Provided records section start

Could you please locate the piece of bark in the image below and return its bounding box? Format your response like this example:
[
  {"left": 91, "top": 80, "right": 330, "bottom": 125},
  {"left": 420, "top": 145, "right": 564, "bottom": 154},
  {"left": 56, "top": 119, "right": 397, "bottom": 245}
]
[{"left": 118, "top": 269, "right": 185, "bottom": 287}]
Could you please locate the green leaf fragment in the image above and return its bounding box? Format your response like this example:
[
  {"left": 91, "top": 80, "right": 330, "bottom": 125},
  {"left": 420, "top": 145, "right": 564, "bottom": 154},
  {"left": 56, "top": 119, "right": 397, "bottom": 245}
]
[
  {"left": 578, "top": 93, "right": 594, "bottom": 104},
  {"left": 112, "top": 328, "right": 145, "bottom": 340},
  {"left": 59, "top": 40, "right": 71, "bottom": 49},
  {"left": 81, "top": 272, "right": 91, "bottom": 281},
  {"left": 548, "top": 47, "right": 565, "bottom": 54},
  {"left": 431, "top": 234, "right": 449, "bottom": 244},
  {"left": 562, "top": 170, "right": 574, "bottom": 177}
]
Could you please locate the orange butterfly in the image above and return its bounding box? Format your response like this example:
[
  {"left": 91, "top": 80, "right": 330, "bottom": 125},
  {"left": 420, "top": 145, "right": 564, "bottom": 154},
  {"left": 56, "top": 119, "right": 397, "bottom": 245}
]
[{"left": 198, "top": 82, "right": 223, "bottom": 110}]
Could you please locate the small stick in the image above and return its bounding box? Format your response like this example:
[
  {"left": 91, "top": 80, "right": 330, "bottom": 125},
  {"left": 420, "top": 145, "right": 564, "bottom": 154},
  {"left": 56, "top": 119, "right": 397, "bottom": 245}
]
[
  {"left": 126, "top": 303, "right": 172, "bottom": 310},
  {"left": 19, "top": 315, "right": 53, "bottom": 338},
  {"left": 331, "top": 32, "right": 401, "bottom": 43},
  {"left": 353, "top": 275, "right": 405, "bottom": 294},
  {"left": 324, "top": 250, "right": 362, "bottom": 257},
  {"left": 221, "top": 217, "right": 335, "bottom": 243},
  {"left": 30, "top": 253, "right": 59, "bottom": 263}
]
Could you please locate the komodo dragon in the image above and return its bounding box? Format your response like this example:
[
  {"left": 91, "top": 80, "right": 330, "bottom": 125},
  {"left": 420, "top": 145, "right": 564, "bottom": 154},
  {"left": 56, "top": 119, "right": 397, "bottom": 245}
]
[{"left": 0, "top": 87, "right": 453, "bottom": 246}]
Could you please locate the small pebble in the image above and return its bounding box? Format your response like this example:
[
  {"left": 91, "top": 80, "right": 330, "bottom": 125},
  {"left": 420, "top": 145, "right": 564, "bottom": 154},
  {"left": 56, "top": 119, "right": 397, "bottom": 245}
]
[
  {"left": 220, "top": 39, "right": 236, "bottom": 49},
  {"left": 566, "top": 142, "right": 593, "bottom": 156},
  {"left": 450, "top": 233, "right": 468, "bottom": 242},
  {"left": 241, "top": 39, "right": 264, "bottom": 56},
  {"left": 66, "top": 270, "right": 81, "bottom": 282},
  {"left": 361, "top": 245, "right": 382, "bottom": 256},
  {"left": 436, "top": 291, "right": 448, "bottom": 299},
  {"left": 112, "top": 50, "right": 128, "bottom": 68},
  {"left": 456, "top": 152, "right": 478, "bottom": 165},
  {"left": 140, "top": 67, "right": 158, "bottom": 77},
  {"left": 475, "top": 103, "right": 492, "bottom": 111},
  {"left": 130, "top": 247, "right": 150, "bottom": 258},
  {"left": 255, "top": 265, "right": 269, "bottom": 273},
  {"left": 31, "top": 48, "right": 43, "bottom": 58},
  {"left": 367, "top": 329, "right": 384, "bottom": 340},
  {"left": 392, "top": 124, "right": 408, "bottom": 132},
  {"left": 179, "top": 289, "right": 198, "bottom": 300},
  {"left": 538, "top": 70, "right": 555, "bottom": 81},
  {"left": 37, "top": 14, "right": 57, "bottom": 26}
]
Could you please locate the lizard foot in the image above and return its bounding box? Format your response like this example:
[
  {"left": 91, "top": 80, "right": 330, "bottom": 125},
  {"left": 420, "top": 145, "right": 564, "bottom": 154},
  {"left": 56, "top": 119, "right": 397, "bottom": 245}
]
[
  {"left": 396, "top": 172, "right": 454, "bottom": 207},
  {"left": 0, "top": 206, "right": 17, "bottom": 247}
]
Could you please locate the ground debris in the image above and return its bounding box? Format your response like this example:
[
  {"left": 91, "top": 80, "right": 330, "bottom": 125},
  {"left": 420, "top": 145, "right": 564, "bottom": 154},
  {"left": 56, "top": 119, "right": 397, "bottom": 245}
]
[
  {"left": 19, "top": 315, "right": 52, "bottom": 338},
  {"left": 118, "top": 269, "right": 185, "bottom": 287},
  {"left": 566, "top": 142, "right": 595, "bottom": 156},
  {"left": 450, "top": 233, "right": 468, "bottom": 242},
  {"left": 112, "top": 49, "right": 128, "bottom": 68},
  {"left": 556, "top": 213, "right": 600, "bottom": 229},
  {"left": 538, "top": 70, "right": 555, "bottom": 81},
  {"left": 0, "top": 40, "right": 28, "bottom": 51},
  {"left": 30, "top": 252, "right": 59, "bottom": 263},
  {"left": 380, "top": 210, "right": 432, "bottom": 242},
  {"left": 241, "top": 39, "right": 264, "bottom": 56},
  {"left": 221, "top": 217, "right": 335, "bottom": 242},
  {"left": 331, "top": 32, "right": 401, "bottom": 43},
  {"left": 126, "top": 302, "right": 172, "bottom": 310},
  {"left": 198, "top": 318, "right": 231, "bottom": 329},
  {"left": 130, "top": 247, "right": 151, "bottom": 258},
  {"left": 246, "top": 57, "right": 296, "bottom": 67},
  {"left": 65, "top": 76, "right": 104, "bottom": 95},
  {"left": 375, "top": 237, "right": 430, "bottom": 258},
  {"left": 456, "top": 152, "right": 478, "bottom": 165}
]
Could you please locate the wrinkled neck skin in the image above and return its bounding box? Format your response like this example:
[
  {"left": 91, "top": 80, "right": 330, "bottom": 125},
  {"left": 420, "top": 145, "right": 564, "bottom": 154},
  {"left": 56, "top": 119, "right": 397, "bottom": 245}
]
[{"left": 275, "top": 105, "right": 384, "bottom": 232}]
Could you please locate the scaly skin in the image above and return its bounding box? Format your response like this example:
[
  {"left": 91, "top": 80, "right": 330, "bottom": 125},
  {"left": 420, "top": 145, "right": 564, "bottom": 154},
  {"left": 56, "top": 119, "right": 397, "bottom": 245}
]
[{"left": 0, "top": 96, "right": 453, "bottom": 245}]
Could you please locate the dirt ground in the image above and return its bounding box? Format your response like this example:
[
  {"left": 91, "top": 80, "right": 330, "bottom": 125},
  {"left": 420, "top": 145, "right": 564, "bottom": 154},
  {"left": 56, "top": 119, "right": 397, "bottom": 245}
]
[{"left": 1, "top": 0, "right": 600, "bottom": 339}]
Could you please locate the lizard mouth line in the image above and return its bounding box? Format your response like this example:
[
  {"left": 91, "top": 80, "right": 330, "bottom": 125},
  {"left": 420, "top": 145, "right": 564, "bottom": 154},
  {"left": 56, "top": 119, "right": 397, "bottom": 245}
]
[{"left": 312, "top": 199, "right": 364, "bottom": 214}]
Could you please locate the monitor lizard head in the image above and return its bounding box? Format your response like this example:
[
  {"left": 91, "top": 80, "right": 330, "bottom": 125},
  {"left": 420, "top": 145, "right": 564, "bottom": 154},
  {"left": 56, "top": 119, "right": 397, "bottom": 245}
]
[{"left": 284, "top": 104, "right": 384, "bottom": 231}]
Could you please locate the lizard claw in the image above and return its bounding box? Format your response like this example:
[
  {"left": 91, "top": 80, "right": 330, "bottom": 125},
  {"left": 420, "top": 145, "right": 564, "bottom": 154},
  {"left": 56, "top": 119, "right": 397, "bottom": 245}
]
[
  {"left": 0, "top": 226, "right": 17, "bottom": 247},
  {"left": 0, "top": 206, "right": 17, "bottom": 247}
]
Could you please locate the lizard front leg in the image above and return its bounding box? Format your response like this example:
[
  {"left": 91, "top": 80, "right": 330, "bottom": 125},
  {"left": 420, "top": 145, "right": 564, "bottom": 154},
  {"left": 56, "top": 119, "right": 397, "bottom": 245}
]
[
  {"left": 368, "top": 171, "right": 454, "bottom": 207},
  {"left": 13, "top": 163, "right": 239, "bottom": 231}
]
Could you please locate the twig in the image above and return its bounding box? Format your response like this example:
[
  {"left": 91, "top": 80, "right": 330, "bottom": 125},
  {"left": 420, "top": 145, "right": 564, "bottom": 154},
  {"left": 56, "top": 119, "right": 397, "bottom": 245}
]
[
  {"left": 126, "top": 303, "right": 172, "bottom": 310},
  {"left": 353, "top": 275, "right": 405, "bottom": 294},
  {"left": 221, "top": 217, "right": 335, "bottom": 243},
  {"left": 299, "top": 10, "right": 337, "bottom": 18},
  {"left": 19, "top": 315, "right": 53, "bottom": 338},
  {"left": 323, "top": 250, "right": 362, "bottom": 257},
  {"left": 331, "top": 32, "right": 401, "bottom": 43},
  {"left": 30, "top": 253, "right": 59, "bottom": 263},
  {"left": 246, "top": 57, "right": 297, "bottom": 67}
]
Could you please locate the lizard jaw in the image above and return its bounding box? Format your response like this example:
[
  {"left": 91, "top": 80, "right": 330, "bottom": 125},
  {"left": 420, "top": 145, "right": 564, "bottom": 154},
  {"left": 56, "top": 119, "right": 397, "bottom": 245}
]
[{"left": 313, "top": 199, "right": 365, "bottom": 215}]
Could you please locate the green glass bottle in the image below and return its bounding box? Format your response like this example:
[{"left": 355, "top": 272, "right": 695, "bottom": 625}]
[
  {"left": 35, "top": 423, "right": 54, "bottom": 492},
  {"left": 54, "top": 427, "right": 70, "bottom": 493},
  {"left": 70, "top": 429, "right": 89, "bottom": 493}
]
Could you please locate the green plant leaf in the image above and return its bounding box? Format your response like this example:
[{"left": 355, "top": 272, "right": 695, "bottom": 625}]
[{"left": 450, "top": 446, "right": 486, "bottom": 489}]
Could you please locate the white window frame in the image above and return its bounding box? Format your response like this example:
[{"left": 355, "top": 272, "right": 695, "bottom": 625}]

Provided records section end

## The task
Please copy every line of the records above in which "small" appears.

## Task response
Could you please locate the small stick in the image above and return its bounding box? Format your response like this example:
Could you please locate the small pebble in the image above and return its bounding box? Format your response like this example:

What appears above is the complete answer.